→ Set task: Copy out all the items below again, putting "search target" wherever "detection target" appears and leaving everything else unchanged.
——————————
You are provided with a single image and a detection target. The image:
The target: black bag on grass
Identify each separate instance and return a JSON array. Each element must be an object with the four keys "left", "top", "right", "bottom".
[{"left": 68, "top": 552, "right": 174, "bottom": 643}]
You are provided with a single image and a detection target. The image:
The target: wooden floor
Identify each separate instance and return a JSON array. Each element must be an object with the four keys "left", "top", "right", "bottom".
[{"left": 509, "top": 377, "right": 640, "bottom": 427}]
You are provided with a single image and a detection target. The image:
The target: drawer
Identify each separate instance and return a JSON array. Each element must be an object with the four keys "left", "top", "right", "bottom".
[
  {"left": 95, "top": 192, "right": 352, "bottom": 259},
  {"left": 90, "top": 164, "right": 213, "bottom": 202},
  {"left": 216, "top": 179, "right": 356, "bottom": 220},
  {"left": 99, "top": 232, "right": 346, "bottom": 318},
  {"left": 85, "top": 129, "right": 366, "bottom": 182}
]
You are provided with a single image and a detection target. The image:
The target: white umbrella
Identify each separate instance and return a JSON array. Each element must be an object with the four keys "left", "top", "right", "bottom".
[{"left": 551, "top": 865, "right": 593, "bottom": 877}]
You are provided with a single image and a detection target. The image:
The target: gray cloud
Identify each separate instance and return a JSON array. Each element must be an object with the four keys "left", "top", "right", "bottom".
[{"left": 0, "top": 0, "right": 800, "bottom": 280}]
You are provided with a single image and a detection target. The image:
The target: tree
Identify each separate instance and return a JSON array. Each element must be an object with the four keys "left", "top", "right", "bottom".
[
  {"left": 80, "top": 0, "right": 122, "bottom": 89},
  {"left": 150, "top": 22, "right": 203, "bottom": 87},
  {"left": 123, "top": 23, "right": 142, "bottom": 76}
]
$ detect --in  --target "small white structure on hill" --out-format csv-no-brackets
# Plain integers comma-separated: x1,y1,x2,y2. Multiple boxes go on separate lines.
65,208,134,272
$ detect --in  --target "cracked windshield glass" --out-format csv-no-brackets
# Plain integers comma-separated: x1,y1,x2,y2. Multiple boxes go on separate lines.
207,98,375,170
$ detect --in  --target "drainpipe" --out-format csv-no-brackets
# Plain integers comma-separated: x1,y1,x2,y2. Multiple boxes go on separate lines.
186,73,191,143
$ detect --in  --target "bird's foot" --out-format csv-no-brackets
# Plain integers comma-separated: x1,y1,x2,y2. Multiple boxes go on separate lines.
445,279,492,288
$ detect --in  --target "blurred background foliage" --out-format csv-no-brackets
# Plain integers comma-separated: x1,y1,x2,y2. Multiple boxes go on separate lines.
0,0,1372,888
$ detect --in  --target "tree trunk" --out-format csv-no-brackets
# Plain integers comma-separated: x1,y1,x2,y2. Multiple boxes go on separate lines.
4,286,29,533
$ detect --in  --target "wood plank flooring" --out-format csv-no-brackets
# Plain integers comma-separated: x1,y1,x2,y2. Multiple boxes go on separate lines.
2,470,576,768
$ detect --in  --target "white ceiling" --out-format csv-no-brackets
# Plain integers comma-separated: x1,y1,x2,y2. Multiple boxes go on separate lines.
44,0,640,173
——————————
→ Reply to the exercise:
You are provided with a single image and a search target. The image:
The target: black bag on grass
Identify each separate instance and return a JSON array. Each element must be an object with the four keys "left", "top", "right", "bottom".
[{"left": 68, "top": 552, "right": 174, "bottom": 643}]
You are provided with a single image and a search target. The image:
The target: wooden floor
Identify each separate instance and return a JSON array. Each element must be an object with the four keys "left", "top", "right", "bottom".
[{"left": 509, "top": 377, "right": 640, "bottom": 427}]
You are provided with a single image and a search target. The image:
The target: drawer
Identify each separate instance and return a JSON array. Each element must be an object with the four keys "left", "top", "right", "bottom".
[
  {"left": 95, "top": 192, "right": 352, "bottom": 259},
  {"left": 90, "top": 164, "right": 213, "bottom": 202},
  {"left": 216, "top": 179, "right": 356, "bottom": 220},
  {"left": 99, "top": 232, "right": 346, "bottom": 318},
  {"left": 85, "top": 129, "right": 366, "bottom": 182}
]
You are provided with a single image and a search target. The image:
The target: white umbrella
Identify each separate instance and return a JSON array. Each element must be an object with the four keys "left", "top", "right", "bottom".
[{"left": 551, "top": 865, "right": 593, "bottom": 877}]
You are provided with a single image and a search target. The image:
The target: gray cloud
Identify each separate instance and return a JSON array. Each element must be an object with the four keys "left", "top", "right", "bottom".
[{"left": 0, "top": 0, "right": 800, "bottom": 280}]
You are provided with a single image and a search target. The image:
The target: tree
Identify each separate instance and return a JSON array. Each element must be an object with the four keys "left", "top", "right", "bottom".
[
  {"left": 80, "top": 0, "right": 122, "bottom": 89},
  {"left": 150, "top": 22, "right": 203, "bottom": 87},
  {"left": 123, "top": 23, "right": 142, "bottom": 76}
]
$ detect --in  --target "small white structure on hill" --out-format csv-no-brackets
# Plain integers comma-separated: x1,y1,x2,y2. Multiple boxes go on separate lines.
65,208,134,272
$ detect --in  --target "cracked windshield glass" --out-format csv-no-brackets
# Plain integers comma-separated: x1,y1,x2,y2. Multiple boxes go on separate lines.
207,98,375,170
$ detect --in  --target "drainpipe" --out-format csv-no-brackets
# Plain integers comma-separated: x1,y1,x2,y2. Multiple boxes go on separate lines.
186,73,191,143
$ detect --in  --target "bird's foot" --out-format csv-no-brackets
# Plain integers comma-separated: x1,y1,x2,y2. Multiple boxes go on separate lines.
445,279,492,288
$ detect --in  --target "blurred background foliage" --out-format csv-no-brackets
# Plain integers comma-separated: x1,y1,x2,y2. Multiple boxes go on separate lines.
0,0,1372,888
$ detect --in  --target "tree trunk" --out-format csv-no-brackets
# Plain integers comma-separated: x1,y1,x2,y2. Multiple boxes go on separate lines.
4,286,29,533
$ detect --in  --target "wood plank flooring" --out-format csv-no-brackets
# Plain integers comma-separated: x1,y1,x2,y2. Multiple boxes go on separate lines.
2,470,576,768
$ detect --in  --target "white ceiling" --out-format csv-no-brackets
# Plain integers comma-separated: x1,y1,x2,y2. Multiple boxes go on separate lines.
44,0,640,173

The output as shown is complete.